Assigned task:
Please pick up the review of the film Gringo and continue it from its last sentence.

The Tarantino crime comedy is, in many ways, a lost art – the flood of bloody, witty, ensemble-driven capers in the late ’90s gave audiences everything from The Way of the Gun to The Big Hit. Its characteristics are unmistakable: rapid-fire dialogue with quips flying as often as bullets, a cadre of contemporary character actors playing gangster, and a deep well of edgy cynicism on which to hang these affectations. In many ways, Gringo hearkens back to these frenetic, unmistakably misanthropic pictures for both good and ill, capturing everything that was charming – and deeply obnoxious – about that subgenre.

Extracted information:
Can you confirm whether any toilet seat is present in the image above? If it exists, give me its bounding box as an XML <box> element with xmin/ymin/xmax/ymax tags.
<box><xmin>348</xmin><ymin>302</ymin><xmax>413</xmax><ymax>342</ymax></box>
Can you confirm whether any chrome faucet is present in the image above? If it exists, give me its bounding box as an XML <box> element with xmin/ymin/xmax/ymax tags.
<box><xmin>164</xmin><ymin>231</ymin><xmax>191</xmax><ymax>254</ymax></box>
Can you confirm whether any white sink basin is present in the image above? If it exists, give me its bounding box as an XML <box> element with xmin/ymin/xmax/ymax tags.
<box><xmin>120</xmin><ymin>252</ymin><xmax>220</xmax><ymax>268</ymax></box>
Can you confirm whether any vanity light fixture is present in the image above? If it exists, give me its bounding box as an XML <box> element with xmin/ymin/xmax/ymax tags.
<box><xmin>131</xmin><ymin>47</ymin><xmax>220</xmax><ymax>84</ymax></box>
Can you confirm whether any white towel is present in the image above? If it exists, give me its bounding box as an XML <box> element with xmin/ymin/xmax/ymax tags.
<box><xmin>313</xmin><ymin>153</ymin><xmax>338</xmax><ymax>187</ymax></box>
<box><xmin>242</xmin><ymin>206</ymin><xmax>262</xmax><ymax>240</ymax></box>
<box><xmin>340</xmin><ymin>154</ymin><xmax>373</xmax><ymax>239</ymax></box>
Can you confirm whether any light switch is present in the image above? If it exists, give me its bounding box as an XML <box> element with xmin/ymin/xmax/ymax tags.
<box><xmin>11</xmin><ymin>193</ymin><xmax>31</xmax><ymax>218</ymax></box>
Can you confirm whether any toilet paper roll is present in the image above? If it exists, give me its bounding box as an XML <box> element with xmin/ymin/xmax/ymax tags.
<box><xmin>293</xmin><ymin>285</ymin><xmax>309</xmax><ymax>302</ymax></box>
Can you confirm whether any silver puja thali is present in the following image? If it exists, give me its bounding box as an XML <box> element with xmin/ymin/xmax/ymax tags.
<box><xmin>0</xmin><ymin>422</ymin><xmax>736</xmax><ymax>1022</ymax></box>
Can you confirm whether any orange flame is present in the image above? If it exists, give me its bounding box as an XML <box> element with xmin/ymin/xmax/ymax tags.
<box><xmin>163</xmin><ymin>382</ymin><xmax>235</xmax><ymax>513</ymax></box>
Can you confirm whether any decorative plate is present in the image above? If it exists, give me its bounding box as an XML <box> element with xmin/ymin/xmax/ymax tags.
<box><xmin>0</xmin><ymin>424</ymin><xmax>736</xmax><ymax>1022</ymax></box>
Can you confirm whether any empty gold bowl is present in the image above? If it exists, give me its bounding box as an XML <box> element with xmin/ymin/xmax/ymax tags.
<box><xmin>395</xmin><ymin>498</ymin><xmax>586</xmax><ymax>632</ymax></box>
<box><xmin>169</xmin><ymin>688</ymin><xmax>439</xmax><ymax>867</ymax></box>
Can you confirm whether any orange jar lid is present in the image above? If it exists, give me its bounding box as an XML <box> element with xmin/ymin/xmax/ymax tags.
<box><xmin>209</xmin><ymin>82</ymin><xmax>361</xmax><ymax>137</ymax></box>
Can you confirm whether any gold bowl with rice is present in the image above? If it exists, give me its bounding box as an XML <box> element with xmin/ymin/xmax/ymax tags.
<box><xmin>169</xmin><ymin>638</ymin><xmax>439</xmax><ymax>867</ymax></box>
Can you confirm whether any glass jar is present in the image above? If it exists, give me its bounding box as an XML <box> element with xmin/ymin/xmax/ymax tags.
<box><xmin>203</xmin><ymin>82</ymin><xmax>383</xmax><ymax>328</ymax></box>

Expected answer:
Gringo’s major innovation is its choice of everyman – David Oyelowo, who’s carried the brand of respectable, stoic character actor since his breakthrough role as Martin Luther King Jr. in Selma. He plays Harold Soyinka, a mild-mannered middle manager at Cannabax, a pharmaceutical company developing a ‘weed pill’ for medical marijuana users. (This development gets little play in the driving action of the film, a frustrating development.) His unhappy wife Bonnie (Thandie Newton) is cheating on him with his boss/best friend Richard Rusk (Joel Edgerton), who accompanies Harold on a business trip to their factory in Mexico with type-A business partner Elaine (Charlize Theron). A few mishaps and a missed plane later, Harold finds himself a target of the Mexican drug cartel, and – surprise, surprise – Richard and Elaine squirm their way out of paying the ransom. This leads to a lengthy chase involving the DEA, Richard’s ex-mercenary brother (Sharlto Copley), and a young white couple (Amanda Seyfried and Harry Treadaway) on a mission to smuggle some Cannabax pills back into the States, with the hapless Harold trapped in the middle.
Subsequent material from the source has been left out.